■ Requirement
The following data has a line with "the rocky shoreline" and a line with "the man's leg". Write out exactly those lines and all the lines between them.

(Source data Opens)

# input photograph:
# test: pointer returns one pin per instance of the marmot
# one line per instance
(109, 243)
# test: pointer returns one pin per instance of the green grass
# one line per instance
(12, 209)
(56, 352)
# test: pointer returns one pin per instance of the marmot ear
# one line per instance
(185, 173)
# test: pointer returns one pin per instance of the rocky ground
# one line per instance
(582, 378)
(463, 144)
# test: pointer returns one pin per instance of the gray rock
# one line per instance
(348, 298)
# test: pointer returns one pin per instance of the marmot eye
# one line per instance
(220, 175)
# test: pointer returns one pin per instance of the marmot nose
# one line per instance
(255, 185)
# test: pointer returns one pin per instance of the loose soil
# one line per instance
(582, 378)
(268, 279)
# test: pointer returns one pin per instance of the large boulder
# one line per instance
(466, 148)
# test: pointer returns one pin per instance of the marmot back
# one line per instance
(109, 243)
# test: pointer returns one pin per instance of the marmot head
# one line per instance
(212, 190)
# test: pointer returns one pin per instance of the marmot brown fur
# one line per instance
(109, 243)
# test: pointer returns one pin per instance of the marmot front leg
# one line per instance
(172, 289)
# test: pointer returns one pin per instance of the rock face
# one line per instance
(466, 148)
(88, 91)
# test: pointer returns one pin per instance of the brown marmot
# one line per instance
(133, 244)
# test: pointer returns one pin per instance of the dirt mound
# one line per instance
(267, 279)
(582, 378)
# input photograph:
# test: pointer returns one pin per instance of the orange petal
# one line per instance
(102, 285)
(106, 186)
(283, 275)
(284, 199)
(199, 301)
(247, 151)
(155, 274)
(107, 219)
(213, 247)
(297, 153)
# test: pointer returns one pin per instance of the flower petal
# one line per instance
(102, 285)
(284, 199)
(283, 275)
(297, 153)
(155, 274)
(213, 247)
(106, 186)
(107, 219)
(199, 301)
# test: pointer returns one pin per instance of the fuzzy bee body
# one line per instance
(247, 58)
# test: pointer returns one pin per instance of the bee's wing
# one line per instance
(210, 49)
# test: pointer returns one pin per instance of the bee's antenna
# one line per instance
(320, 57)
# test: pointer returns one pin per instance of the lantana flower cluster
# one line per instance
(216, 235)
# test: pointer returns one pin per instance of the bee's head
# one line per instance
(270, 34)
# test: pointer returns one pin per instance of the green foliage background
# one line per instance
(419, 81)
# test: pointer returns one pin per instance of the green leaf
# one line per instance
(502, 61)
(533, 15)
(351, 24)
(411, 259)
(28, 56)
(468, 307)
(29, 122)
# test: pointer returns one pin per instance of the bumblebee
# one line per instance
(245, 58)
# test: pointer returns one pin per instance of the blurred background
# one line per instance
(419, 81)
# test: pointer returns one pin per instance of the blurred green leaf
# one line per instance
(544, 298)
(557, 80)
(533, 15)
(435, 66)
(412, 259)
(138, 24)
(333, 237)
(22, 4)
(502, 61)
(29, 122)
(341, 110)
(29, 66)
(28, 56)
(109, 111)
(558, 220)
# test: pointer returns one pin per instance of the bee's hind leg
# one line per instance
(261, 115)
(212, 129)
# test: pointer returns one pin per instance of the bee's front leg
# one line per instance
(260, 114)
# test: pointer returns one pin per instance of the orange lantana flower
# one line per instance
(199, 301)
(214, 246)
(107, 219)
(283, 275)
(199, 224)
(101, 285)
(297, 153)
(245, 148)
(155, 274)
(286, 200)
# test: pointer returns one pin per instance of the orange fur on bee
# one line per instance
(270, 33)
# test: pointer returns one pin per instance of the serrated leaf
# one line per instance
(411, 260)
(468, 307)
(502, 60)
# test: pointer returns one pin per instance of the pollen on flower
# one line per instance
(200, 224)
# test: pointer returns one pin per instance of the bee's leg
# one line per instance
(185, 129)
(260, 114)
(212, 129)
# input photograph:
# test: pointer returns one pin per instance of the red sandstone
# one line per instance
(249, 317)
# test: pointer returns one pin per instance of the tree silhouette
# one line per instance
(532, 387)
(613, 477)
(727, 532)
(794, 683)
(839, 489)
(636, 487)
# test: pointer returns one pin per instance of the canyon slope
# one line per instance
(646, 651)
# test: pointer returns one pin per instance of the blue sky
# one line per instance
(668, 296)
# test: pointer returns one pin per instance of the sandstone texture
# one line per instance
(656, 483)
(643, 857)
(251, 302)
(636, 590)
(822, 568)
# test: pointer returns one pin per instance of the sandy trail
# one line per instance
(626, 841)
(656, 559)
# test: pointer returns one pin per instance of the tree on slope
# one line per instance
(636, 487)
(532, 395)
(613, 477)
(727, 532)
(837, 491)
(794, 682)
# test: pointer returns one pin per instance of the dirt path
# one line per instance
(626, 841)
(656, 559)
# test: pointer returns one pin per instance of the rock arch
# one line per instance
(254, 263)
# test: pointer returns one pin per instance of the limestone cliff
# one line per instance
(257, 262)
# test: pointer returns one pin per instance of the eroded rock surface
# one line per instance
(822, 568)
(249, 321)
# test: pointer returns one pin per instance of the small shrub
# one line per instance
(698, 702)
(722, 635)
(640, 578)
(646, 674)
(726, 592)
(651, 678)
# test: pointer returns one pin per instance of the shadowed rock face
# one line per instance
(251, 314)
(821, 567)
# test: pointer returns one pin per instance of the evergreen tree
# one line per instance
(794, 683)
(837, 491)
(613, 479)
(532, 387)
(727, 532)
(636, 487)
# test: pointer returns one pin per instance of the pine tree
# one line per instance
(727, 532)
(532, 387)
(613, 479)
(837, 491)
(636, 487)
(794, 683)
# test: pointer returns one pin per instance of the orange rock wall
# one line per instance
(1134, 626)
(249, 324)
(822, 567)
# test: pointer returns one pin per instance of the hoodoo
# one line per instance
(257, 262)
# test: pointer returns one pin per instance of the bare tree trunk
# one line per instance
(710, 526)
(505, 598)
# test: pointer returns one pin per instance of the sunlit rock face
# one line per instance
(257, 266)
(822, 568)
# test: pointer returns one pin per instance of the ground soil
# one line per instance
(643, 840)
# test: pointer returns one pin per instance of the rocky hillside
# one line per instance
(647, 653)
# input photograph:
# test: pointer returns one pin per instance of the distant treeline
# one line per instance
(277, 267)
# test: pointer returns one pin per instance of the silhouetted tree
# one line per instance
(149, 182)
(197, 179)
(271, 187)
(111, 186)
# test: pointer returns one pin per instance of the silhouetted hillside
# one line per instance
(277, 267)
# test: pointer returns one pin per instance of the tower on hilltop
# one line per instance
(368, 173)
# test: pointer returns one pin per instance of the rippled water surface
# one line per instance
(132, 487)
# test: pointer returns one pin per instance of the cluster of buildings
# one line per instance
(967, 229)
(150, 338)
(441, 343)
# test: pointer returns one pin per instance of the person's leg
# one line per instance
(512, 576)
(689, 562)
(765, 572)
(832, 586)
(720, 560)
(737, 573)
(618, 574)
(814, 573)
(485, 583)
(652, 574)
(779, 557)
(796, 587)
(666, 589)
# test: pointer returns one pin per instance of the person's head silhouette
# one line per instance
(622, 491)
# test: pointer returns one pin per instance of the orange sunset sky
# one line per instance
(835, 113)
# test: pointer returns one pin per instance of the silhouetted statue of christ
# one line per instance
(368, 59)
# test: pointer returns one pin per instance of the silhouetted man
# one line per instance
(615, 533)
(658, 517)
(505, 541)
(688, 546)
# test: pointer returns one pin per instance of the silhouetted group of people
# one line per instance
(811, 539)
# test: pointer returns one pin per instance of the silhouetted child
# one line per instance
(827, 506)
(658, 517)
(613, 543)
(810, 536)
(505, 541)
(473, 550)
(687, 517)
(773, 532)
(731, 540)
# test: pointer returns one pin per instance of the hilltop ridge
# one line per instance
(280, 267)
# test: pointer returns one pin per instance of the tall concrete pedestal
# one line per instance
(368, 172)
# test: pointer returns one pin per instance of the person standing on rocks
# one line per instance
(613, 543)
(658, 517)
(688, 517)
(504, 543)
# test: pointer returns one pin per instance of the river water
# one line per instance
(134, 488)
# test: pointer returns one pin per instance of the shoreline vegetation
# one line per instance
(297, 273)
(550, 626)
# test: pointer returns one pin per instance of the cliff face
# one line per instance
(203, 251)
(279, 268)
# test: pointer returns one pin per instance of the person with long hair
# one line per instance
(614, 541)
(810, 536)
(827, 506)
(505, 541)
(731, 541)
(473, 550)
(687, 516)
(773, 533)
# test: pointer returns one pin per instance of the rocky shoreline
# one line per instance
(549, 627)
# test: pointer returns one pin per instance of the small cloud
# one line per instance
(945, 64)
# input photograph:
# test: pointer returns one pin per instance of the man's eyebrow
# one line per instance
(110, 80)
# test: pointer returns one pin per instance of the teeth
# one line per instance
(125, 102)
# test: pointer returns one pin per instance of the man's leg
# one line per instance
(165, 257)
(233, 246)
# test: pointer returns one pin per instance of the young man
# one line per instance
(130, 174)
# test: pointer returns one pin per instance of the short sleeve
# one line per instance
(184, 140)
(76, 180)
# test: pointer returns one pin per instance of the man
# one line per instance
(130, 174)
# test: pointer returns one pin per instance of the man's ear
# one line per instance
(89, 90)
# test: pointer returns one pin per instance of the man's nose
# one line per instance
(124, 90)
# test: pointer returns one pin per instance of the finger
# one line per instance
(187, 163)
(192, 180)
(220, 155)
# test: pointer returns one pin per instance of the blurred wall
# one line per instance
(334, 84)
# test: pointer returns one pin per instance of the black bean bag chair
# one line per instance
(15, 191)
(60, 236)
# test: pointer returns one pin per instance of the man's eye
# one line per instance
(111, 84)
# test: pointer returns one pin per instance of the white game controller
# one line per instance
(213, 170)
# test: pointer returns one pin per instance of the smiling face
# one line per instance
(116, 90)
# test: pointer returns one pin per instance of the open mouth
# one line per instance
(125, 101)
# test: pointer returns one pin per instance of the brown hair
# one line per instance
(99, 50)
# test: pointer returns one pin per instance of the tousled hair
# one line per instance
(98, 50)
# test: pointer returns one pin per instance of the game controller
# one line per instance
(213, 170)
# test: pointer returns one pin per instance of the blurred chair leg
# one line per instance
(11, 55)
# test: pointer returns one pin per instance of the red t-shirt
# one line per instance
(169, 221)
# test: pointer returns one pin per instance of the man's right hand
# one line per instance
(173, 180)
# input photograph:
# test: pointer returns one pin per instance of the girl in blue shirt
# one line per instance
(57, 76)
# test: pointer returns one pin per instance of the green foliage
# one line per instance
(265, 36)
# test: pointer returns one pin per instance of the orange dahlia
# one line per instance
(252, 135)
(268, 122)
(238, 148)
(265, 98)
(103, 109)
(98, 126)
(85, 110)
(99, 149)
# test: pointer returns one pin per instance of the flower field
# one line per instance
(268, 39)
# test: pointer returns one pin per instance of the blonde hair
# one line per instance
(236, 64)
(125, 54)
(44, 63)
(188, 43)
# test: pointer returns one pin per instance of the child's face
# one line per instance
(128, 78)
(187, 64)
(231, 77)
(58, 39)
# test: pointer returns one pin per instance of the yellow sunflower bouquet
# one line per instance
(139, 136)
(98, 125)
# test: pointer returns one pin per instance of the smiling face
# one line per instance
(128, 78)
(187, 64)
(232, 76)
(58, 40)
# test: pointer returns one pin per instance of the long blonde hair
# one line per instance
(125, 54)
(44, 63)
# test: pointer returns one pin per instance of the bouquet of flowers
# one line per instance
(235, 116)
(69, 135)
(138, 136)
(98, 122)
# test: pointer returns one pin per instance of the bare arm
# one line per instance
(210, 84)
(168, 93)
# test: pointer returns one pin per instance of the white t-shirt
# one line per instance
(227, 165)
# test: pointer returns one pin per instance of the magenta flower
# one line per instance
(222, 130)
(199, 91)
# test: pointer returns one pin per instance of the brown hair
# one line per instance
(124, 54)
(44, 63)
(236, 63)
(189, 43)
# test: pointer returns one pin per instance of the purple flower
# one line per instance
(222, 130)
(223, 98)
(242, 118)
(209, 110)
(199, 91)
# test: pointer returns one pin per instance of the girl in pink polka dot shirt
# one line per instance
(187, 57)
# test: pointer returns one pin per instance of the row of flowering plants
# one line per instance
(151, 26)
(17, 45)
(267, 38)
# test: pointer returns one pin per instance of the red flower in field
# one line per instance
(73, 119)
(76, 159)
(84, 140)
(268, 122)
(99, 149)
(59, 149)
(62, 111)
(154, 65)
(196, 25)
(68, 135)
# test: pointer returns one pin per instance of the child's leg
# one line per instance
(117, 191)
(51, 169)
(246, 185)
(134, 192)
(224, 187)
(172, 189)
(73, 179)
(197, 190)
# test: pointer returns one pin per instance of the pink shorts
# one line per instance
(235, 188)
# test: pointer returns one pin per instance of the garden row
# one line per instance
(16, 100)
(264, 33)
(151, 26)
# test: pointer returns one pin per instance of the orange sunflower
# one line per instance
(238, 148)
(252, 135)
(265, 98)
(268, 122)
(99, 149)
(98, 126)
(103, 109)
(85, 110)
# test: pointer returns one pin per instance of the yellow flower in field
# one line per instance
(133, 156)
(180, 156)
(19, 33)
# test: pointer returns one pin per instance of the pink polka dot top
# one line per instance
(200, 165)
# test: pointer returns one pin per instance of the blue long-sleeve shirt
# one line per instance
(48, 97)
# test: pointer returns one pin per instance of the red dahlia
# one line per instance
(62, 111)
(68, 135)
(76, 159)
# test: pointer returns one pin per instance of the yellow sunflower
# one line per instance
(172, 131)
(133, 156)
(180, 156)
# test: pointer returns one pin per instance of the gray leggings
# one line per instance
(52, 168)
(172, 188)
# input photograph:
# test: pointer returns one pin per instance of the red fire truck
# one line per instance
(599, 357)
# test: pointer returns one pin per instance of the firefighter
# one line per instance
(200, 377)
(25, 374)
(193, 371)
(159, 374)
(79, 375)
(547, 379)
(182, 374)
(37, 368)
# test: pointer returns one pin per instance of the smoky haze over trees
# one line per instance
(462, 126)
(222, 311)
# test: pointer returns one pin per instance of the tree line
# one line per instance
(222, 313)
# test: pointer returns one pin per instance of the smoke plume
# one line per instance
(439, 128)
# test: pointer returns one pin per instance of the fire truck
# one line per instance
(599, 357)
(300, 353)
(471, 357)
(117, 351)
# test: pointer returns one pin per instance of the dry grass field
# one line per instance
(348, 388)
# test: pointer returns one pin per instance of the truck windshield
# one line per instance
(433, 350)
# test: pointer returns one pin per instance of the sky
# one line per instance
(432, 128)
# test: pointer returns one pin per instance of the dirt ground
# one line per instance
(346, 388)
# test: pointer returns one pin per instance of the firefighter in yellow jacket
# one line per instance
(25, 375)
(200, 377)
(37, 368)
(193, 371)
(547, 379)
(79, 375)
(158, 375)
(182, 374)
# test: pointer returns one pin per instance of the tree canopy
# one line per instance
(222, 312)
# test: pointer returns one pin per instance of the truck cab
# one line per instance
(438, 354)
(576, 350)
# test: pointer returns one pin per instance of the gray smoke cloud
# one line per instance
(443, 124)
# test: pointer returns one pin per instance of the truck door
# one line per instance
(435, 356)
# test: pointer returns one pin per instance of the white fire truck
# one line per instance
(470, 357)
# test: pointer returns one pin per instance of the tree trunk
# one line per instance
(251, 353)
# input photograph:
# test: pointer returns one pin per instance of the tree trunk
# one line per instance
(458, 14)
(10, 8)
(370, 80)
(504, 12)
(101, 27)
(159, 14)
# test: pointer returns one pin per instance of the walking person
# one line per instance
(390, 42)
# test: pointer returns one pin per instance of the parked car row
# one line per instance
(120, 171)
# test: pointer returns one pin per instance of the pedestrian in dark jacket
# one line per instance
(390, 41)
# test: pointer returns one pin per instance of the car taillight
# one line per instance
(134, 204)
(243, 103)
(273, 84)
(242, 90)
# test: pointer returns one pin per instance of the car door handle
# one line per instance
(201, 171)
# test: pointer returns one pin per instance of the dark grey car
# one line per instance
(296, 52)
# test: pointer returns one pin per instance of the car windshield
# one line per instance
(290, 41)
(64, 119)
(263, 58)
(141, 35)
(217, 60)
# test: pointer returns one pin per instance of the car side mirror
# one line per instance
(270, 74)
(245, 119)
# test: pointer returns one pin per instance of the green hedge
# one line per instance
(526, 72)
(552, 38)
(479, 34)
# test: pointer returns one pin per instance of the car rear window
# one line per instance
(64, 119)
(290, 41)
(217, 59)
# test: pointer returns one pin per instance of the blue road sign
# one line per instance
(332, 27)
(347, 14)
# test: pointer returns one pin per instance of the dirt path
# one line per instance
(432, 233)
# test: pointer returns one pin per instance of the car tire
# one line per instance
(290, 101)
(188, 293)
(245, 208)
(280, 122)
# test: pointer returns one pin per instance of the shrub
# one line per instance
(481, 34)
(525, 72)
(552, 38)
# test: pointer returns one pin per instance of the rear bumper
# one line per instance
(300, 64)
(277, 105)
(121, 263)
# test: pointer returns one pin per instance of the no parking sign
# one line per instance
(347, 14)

(Source data Closes)

■ Your response
# test: pointer returns one pin per instance of the rocky shoreline
# one line per instance
(549, 627)
# test: pointer returns one pin per instance of the small cloud
# one line per instance
(945, 64)
# input photograph:
# test: pointer returns one pin per instance of the man's eyebrow
# one line per instance
(110, 80)
# test: pointer returns one pin per instance of the teeth
# one line per instance
(125, 102)
# test: pointer returns one pin per instance of the man's leg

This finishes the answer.